YOUR INSTRUCTIONS: Give only the number of lines in the records below that contain the string "woven", counting a match only when the case is identical.

EXCERPTED DATA:

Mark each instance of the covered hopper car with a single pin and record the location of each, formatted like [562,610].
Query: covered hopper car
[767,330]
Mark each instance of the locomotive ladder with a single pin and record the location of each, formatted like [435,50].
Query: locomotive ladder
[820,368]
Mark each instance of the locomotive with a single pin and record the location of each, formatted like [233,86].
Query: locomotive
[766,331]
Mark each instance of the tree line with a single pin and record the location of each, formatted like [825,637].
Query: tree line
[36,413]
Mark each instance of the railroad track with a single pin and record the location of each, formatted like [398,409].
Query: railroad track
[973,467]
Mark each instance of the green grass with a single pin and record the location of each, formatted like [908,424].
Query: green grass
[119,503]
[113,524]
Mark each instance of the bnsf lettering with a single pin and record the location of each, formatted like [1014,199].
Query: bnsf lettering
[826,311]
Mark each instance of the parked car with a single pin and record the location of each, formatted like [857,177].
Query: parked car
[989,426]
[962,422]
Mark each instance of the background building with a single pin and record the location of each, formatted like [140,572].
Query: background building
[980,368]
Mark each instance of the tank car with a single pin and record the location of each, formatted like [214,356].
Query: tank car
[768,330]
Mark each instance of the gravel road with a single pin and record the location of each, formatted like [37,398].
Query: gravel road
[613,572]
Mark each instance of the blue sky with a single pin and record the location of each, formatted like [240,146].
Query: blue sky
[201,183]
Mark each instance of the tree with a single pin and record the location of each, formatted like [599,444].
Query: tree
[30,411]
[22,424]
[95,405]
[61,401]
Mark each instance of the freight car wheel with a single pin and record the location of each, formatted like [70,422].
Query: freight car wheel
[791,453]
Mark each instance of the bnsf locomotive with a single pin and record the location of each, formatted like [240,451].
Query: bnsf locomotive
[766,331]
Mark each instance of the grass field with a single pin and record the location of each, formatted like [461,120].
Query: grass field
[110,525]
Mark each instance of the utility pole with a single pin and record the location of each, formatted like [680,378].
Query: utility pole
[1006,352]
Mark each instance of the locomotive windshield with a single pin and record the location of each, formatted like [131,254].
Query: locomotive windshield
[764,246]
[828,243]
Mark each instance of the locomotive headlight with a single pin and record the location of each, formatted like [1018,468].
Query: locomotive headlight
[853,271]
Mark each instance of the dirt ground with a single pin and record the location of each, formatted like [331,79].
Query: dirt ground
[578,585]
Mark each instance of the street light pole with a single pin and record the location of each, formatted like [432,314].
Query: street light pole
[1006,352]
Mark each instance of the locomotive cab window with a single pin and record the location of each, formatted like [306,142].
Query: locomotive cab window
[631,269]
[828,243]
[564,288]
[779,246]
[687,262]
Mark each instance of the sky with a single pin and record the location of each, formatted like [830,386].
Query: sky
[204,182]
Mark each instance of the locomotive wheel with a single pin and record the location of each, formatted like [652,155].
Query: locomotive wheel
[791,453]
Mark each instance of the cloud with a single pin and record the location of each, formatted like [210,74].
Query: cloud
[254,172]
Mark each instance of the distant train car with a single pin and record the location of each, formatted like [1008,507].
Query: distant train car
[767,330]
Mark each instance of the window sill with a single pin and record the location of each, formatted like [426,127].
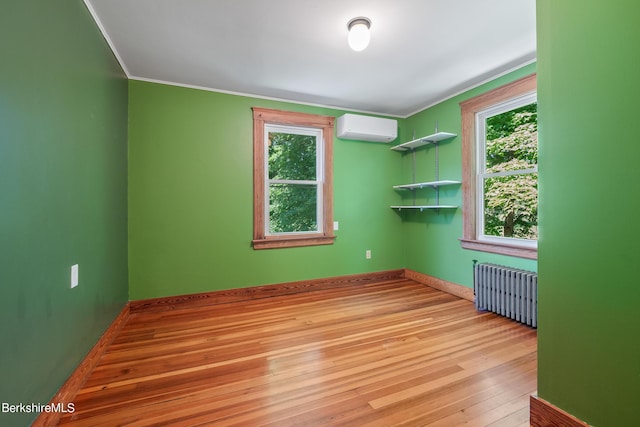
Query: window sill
[494,248]
[292,242]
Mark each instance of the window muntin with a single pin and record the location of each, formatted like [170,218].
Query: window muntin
[506,181]
[314,184]
[469,109]
[294,177]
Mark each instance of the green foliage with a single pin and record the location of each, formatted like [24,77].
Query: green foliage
[511,202]
[292,207]
[292,156]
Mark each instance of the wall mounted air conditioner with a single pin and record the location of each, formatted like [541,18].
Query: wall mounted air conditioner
[366,128]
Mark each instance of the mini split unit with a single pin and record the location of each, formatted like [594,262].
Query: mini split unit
[366,128]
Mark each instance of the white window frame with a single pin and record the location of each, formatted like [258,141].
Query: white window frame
[469,109]
[318,182]
[481,167]
[324,235]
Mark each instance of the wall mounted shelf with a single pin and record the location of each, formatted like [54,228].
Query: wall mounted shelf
[424,207]
[411,146]
[432,184]
[425,140]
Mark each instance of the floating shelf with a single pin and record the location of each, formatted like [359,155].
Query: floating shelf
[425,140]
[424,207]
[432,184]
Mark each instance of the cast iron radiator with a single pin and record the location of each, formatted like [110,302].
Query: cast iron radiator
[507,291]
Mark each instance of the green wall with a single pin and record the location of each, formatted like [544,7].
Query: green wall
[63,195]
[431,239]
[589,299]
[191,198]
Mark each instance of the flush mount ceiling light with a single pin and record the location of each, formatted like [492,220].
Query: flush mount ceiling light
[359,33]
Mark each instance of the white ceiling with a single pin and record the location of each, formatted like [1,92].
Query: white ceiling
[421,51]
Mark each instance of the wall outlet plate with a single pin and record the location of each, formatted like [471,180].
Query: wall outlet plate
[74,275]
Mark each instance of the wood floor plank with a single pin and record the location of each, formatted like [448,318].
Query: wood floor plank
[392,353]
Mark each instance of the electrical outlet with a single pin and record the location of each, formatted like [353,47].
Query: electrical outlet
[74,275]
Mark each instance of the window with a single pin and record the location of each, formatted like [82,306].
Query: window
[293,179]
[500,190]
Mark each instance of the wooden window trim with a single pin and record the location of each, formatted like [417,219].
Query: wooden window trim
[262,116]
[469,109]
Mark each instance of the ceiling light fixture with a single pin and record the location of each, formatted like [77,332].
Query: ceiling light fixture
[359,33]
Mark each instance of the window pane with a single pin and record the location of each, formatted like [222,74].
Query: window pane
[512,137]
[511,206]
[292,156]
[292,208]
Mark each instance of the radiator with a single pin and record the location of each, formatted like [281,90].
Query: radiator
[507,291]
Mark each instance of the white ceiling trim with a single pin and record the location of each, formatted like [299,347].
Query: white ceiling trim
[269,98]
[112,46]
[473,86]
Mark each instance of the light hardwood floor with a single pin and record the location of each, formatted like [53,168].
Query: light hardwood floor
[379,354]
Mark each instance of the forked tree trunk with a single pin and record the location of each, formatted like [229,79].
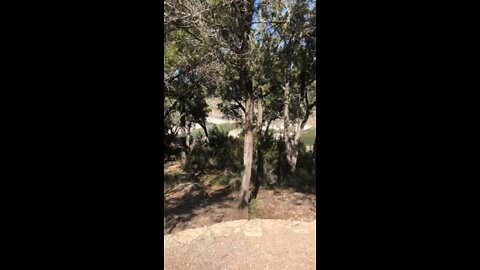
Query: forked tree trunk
[244,10]
[247,152]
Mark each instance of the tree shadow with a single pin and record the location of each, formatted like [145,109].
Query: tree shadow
[182,210]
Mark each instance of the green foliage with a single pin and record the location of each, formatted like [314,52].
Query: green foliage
[253,211]
[220,153]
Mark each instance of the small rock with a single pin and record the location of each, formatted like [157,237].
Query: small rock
[218,218]
[298,202]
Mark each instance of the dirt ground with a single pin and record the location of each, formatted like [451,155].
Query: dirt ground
[242,244]
[203,228]
[195,205]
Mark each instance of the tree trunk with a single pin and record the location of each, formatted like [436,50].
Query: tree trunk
[247,152]
[314,153]
[183,140]
[286,124]
[259,175]
[244,11]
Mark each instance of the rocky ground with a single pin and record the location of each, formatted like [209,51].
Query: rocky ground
[242,244]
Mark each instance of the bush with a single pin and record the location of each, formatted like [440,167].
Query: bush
[220,153]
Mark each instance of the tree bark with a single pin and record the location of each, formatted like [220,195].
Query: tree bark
[286,124]
[244,15]
[183,140]
[247,152]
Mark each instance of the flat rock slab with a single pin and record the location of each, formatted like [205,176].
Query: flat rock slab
[242,244]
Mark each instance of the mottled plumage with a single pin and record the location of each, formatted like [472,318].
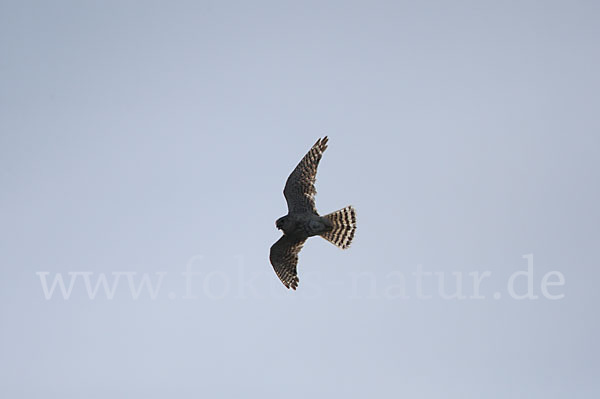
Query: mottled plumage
[303,220]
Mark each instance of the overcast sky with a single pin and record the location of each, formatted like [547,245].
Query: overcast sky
[151,138]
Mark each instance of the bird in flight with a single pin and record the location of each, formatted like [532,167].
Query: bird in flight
[303,220]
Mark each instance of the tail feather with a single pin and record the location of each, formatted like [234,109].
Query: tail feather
[344,226]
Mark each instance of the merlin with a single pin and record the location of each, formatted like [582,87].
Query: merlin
[303,220]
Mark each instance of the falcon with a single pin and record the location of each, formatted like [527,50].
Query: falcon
[303,220]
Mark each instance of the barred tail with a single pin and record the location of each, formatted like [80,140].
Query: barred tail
[344,226]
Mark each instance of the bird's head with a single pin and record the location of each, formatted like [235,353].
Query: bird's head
[281,222]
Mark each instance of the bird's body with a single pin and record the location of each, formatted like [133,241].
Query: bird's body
[304,225]
[303,220]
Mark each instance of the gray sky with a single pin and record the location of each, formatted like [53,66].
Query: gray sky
[139,137]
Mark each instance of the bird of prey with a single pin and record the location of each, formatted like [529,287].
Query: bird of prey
[303,221]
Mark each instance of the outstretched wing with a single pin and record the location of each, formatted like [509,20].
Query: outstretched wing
[299,188]
[284,258]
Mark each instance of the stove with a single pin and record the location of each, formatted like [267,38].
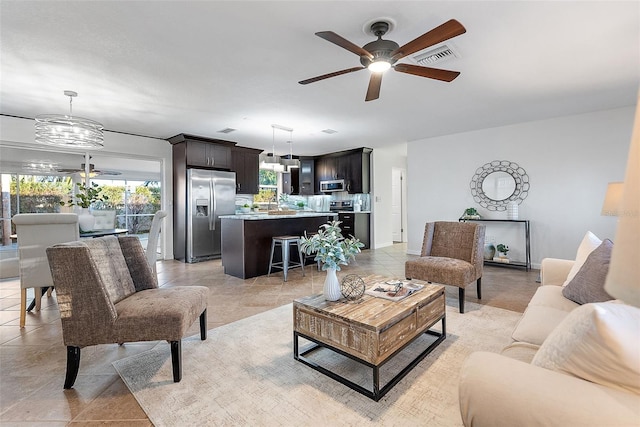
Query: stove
[341,205]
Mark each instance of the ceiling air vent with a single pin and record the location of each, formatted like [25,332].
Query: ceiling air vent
[227,130]
[433,56]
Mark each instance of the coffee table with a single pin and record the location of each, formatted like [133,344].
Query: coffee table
[371,331]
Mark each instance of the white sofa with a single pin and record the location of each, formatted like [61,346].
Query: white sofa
[507,389]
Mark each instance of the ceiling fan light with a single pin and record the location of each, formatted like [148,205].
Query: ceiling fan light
[379,66]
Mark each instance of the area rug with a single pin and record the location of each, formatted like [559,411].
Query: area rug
[245,374]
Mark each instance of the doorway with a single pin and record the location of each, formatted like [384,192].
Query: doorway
[398,205]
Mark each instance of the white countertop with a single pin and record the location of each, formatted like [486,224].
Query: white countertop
[260,216]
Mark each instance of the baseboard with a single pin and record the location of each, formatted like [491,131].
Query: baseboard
[9,268]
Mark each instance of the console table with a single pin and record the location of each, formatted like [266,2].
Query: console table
[527,236]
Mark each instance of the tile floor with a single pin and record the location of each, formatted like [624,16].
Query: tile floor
[33,360]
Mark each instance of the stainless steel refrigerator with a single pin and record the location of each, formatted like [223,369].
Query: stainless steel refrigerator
[209,195]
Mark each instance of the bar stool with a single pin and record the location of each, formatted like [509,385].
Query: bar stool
[285,243]
[312,254]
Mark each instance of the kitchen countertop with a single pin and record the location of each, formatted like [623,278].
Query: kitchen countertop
[261,216]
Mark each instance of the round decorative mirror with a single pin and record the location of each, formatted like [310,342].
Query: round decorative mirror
[498,186]
[498,183]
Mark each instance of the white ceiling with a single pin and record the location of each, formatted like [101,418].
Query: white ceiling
[159,68]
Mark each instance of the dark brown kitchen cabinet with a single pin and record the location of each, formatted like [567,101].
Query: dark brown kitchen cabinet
[245,162]
[205,152]
[326,169]
[207,155]
[353,166]
[306,178]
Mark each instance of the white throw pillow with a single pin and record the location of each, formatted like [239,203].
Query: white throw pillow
[598,343]
[588,244]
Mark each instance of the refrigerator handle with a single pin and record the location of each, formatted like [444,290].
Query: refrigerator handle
[212,201]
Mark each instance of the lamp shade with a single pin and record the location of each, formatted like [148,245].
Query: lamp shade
[623,280]
[612,199]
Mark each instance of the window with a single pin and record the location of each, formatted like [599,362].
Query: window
[268,192]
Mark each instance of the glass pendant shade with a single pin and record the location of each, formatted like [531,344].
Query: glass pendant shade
[68,130]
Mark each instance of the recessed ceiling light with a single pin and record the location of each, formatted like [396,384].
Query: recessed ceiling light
[227,130]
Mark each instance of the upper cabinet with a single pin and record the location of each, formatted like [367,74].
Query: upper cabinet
[246,164]
[191,151]
[205,152]
[353,166]
[306,178]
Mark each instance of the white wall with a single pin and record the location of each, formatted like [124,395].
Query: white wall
[569,161]
[384,159]
[21,131]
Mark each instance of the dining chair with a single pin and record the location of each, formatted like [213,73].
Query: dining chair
[35,232]
[152,242]
[105,219]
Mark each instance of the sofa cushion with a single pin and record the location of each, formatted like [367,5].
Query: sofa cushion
[521,351]
[598,343]
[551,296]
[536,324]
[589,242]
[588,284]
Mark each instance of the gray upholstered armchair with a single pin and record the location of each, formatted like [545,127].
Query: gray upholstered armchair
[108,294]
[452,254]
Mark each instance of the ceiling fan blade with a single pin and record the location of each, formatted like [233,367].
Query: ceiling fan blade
[449,29]
[373,91]
[110,173]
[326,76]
[432,73]
[332,37]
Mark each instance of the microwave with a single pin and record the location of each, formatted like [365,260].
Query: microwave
[333,185]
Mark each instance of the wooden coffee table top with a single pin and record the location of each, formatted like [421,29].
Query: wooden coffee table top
[370,312]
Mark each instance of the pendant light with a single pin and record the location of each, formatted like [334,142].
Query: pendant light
[69,131]
[291,162]
[271,160]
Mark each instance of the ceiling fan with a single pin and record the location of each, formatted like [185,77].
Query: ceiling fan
[380,55]
[92,170]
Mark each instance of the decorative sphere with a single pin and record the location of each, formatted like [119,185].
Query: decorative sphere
[352,287]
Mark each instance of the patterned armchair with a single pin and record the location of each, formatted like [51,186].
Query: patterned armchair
[108,294]
[452,254]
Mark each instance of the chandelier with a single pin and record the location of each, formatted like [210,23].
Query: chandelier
[67,130]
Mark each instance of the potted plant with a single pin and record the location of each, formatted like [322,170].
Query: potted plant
[84,196]
[502,250]
[332,249]
[471,213]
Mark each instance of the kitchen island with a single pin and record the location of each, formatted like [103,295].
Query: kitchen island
[246,239]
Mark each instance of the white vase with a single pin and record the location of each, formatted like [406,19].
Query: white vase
[331,289]
[86,221]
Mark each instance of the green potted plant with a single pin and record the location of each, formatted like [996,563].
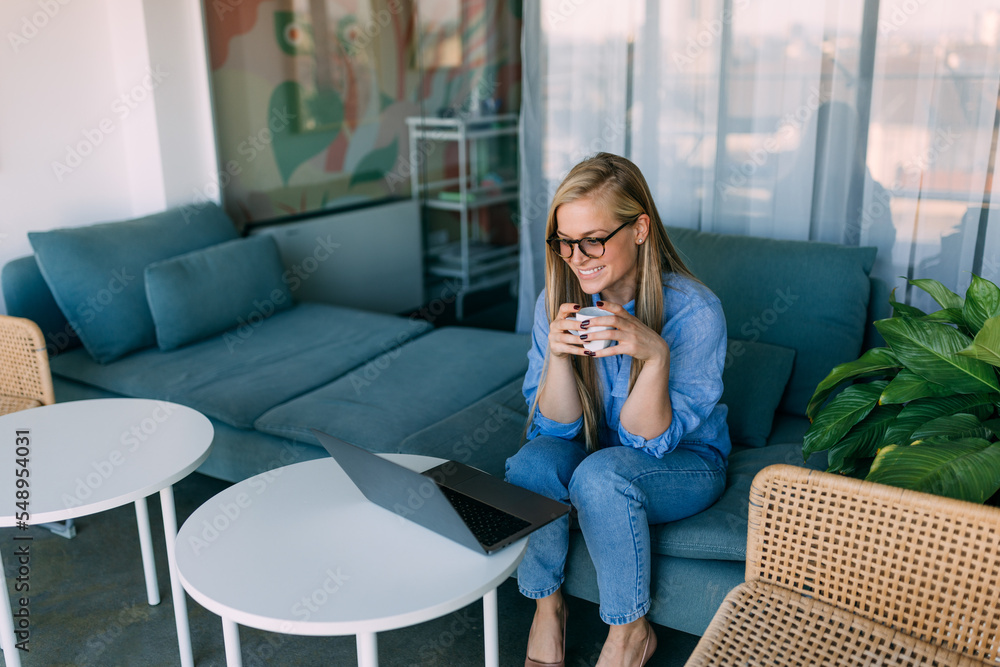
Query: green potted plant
[921,413]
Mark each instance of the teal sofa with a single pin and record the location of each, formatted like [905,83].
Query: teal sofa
[266,369]
[224,334]
[794,309]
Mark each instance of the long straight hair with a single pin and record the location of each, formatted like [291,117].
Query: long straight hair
[616,185]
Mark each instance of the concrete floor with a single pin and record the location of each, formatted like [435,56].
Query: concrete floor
[88,607]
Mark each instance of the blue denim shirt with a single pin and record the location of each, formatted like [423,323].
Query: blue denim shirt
[695,330]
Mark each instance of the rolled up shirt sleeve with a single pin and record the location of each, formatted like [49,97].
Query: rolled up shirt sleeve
[540,424]
[697,341]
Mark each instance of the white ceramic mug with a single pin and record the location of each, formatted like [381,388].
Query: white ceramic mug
[586,314]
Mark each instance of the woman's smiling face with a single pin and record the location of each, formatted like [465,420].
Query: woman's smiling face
[613,275]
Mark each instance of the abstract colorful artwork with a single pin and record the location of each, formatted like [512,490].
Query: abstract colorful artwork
[311,96]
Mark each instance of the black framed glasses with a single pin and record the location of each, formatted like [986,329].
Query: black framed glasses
[590,246]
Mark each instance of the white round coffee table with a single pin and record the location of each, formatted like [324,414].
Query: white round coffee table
[85,457]
[299,550]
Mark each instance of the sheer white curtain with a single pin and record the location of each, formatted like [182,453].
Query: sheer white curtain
[847,121]
[574,104]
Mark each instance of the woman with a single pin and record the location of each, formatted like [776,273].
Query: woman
[632,435]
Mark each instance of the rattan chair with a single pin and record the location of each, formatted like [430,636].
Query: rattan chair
[25,380]
[846,572]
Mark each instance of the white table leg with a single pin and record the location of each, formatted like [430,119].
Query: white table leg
[367,650]
[146,545]
[231,635]
[176,590]
[491,631]
[11,657]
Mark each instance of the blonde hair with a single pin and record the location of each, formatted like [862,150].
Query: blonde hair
[616,185]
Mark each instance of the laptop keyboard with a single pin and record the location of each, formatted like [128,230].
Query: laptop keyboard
[487,523]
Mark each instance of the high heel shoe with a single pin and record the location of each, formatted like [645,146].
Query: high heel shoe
[647,651]
[528,662]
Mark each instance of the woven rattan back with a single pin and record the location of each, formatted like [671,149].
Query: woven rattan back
[25,380]
[925,565]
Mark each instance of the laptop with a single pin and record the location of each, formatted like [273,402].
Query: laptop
[462,503]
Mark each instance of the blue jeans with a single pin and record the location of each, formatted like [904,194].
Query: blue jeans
[617,492]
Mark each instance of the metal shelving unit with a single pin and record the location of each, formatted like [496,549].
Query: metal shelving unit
[474,261]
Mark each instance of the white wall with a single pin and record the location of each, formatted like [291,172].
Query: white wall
[116,91]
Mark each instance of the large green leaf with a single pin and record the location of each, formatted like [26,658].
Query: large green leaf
[993,425]
[961,425]
[930,350]
[948,316]
[844,411]
[944,296]
[986,345]
[921,411]
[982,301]
[902,309]
[873,362]
[967,469]
[908,386]
[862,440]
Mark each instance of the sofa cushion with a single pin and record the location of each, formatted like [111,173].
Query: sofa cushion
[788,428]
[754,380]
[806,295]
[238,376]
[720,532]
[401,392]
[27,295]
[96,272]
[204,292]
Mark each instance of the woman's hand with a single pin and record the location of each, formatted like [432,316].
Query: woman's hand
[562,344]
[633,337]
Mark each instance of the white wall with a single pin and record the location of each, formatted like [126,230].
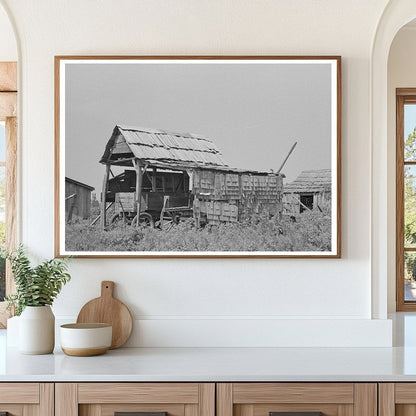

REPLY: 2